◆ Data supplied ◆
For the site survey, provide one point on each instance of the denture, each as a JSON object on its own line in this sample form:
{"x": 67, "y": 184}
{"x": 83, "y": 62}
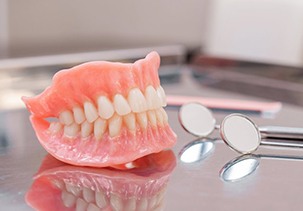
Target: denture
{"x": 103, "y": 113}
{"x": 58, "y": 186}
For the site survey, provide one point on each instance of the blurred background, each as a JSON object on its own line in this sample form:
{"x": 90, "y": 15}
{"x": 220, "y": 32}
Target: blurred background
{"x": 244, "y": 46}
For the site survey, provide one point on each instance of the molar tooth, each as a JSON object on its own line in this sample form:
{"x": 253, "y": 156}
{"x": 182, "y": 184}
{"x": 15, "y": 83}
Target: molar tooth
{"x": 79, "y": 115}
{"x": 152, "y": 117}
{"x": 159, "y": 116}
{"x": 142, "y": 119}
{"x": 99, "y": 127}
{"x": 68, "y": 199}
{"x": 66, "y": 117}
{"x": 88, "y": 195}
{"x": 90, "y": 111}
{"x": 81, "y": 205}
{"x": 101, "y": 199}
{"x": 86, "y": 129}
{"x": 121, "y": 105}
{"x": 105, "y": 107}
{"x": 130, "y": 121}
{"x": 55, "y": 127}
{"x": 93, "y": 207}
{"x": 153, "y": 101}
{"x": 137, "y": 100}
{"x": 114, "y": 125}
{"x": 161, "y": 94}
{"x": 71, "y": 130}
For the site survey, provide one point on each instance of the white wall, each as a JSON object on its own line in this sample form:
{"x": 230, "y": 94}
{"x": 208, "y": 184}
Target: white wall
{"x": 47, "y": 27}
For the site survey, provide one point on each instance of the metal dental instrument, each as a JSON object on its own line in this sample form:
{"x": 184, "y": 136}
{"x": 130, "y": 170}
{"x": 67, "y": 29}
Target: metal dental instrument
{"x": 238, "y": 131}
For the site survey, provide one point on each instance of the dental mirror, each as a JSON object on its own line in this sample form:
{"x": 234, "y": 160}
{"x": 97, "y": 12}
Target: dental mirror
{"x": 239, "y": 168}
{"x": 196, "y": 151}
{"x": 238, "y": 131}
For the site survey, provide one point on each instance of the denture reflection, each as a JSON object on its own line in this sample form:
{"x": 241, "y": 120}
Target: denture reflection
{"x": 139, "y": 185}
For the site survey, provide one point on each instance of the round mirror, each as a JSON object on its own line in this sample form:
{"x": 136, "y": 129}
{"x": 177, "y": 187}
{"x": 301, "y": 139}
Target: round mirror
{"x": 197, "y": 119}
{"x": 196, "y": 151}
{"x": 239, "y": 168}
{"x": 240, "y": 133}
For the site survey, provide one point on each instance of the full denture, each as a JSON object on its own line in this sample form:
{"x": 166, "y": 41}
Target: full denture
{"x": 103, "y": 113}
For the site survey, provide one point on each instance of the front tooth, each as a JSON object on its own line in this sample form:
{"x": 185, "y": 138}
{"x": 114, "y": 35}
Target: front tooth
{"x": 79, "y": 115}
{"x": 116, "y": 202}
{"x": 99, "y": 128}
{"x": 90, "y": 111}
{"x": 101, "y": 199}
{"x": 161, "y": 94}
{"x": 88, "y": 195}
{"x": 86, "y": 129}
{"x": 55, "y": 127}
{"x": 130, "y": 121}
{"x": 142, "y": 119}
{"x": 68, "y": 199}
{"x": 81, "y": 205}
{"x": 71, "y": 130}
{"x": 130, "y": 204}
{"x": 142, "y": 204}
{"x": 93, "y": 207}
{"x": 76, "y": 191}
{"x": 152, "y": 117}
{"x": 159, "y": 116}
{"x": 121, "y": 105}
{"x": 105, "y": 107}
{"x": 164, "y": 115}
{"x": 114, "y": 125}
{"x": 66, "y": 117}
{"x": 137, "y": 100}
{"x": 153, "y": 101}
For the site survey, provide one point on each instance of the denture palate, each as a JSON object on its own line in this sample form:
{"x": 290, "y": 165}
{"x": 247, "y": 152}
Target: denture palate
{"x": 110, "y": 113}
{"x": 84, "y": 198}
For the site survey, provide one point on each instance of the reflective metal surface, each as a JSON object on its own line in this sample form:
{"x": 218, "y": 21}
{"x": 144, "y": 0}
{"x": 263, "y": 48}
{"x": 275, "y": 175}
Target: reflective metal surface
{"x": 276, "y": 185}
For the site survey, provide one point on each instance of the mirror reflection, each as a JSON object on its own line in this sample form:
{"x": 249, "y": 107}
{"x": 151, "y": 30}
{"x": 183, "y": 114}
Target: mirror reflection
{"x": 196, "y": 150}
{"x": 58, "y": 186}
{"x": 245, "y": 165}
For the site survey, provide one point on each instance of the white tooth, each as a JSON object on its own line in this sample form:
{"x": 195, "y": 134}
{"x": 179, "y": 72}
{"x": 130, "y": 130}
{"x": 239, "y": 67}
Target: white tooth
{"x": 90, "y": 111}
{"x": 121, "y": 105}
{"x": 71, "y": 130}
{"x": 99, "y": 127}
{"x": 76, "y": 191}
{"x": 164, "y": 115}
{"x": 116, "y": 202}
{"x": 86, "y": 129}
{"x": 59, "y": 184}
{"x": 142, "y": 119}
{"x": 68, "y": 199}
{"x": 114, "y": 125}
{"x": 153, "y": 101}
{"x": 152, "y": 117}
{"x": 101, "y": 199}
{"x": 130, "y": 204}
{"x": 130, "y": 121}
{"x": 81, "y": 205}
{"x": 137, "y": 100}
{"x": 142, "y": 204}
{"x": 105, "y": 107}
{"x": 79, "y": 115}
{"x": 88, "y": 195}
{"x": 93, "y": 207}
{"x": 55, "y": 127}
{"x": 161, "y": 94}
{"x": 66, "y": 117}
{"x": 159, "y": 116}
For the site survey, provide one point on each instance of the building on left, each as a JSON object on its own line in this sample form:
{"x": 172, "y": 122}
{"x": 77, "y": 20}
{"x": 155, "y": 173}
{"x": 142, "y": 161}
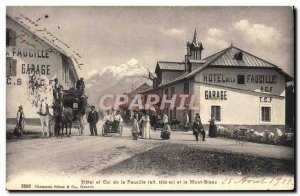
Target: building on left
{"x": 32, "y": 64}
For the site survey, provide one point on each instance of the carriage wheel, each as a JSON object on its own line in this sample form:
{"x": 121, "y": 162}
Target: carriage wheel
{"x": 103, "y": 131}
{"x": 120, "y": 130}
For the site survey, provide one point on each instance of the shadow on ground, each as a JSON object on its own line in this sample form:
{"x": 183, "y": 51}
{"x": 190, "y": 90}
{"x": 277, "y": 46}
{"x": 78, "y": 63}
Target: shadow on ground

◆ Instructions for the task ◆
Would you repeat the material exactly, keeping out any pictures?

◆ Your solution ◆
For the site survey, provide one point on each instance of the denture, each as a JSON object on its own line in this sample form:
{"x": 67, "y": 184}
{"x": 83, "y": 62}
Target: denture
{"x": 103, "y": 113}
{"x": 58, "y": 186}
For the site survey, provide one point on each instance of the blurred background, each as a JSON object on its own line in this sample form:
{"x": 90, "y": 15}
{"x": 220, "y": 32}
Target: blurred background
{"x": 244, "y": 46}
For the site survey, provide one point on each instance of the molar tooth, each as a JSON object on its own line in this sample form:
{"x": 253, "y": 156}
{"x": 182, "y": 184}
{"x": 15, "y": 83}
Target: molar tooth
{"x": 79, "y": 115}
{"x": 152, "y": 117}
{"x": 159, "y": 116}
{"x": 142, "y": 119}
{"x": 99, "y": 127}
{"x": 68, "y": 199}
{"x": 66, "y": 117}
{"x": 88, "y": 195}
{"x": 90, "y": 111}
{"x": 81, "y": 205}
{"x": 101, "y": 199}
{"x": 86, "y": 129}
{"x": 121, "y": 105}
{"x": 105, "y": 107}
{"x": 130, "y": 121}
{"x": 55, "y": 127}
{"x": 93, "y": 207}
{"x": 153, "y": 101}
{"x": 137, "y": 100}
{"x": 114, "y": 125}
{"x": 161, "y": 94}
{"x": 71, "y": 130}
For the site survey, provide one point on each instance of the white wall, each as a JSON object on its own line in this sample form:
{"x": 230, "y": 94}
{"x": 208, "y": 184}
Target: white wall
{"x": 47, "y": 27}
For the site survey, provide one point on each instance of the metal dental instrument, each as a JSON object on its own line in this sample form:
{"x": 184, "y": 136}
{"x": 130, "y": 170}
{"x": 67, "y": 29}
Target: metal dental instrument
{"x": 238, "y": 131}
For the site survey, provide one point on each instance of the dental mirror, each as a JSON object on its own line in this sample form:
{"x": 234, "y": 160}
{"x": 97, "y": 12}
Target: dental mirror
{"x": 239, "y": 168}
{"x": 196, "y": 151}
{"x": 238, "y": 131}
For the site survey, provide one point on each instance of the denture reflection, each as a JSON object on its own line in this sample form:
{"x": 241, "y": 120}
Target: denture reflection
{"x": 139, "y": 185}
For the site survey, provide one point on each instance of the round mirror, each as a JSON object on its own line in this sample form:
{"x": 136, "y": 129}
{"x": 177, "y": 187}
{"x": 301, "y": 139}
Target: round mirror
{"x": 197, "y": 119}
{"x": 196, "y": 151}
{"x": 239, "y": 168}
{"x": 240, "y": 133}
For the site survey, provide one point on each instance of the full denture, each as a JSON object on its own line in this sample form:
{"x": 166, "y": 41}
Target: full denture
{"x": 103, "y": 113}
For the site survey, provide one point on each instance of the front tooth, each as a JSON object on its own line in this sample form:
{"x": 185, "y": 138}
{"x": 114, "y": 35}
Target: front tooth
{"x": 79, "y": 115}
{"x": 116, "y": 202}
{"x": 99, "y": 128}
{"x": 90, "y": 111}
{"x": 101, "y": 199}
{"x": 161, "y": 94}
{"x": 88, "y": 195}
{"x": 86, "y": 129}
{"x": 55, "y": 127}
{"x": 130, "y": 121}
{"x": 142, "y": 119}
{"x": 68, "y": 199}
{"x": 81, "y": 205}
{"x": 71, "y": 130}
{"x": 130, "y": 204}
{"x": 142, "y": 204}
{"x": 93, "y": 207}
{"x": 76, "y": 191}
{"x": 152, "y": 117}
{"x": 159, "y": 116}
{"x": 121, "y": 105}
{"x": 105, "y": 107}
{"x": 164, "y": 115}
{"x": 114, "y": 125}
{"x": 66, "y": 117}
{"x": 137, "y": 100}
{"x": 153, "y": 101}
For the site survey, provide one point on each instance of the denture palate, each as a JSON object on its own line in this sample form:
{"x": 290, "y": 165}
{"x": 247, "y": 152}
Target: denture palate
{"x": 110, "y": 113}
{"x": 84, "y": 198}
For the site survey, provide one point on each instance of the reflective metal surface, each as a JSON object on its own line in this sample form:
{"x": 218, "y": 21}
{"x": 144, "y": 0}
{"x": 263, "y": 48}
{"x": 275, "y": 175}
Target: reflective metal surface
{"x": 276, "y": 185}
For the site survey, provide one point on each instance of the mirror reflection, each as a JSON object on its own line in this sample form:
{"x": 249, "y": 107}
{"x": 151, "y": 30}
{"x": 183, "y": 114}
Target: mirror reflection
{"x": 196, "y": 150}
{"x": 58, "y": 186}
{"x": 245, "y": 165}
For the site survey, provide one point on each instance of the white tooth, each as a JSON object on its own line in this sample form:
{"x": 195, "y": 134}
{"x": 179, "y": 72}
{"x": 130, "y": 130}
{"x": 239, "y": 67}
Target: white tooth
{"x": 90, "y": 111}
{"x": 121, "y": 105}
{"x": 71, "y": 130}
{"x": 99, "y": 127}
{"x": 76, "y": 191}
{"x": 164, "y": 115}
{"x": 116, "y": 202}
{"x": 86, "y": 129}
{"x": 59, "y": 184}
{"x": 142, "y": 119}
{"x": 68, "y": 199}
{"x": 114, "y": 125}
{"x": 153, "y": 101}
{"x": 152, "y": 117}
{"x": 101, "y": 199}
{"x": 130, "y": 204}
{"x": 130, "y": 121}
{"x": 81, "y": 205}
{"x": 137, "y": 100}
{"x": 142, "y": 204}
{"x": 105, "y": 107}
{"x": 79, "y": 115}
{"x": 88, "y": 195}
{"x": 93, "y": 207}
{"x": 55, "y": 127}
{"x": 161, "y": 94}
{"x": 66, "y": 117}
{"x": 159, "y": 116}
For the site survey, provide one point on each instance of the building on left, each as a JSON object on its own line in this sample form:
{"x": 172, "y": 122}
{"x": 77, "y": 20}
{"x": 155, "y": 173}
{"x": 142, "y": 161}
Target: building on left
{"x": 32, "y": 64}
For the site survey, provide one point on each instance of the carriage wheel, each as a JSON object on its own line in this sample form:
{"x": 121, "y": 162}
Target: carriage wheel
{"x": 103, "y": 131}
{"x": 120, "y": 130}
For the site survey, provide one point on each instance of the shadow on ground, each as a JSON object on its own line in this sample form:
{"x": 183, "y": 51}
{"x": 190, "y": 90}
{"x": 277, "y": 46}
{"x": 78, "y": 63}
Target: shadow on ground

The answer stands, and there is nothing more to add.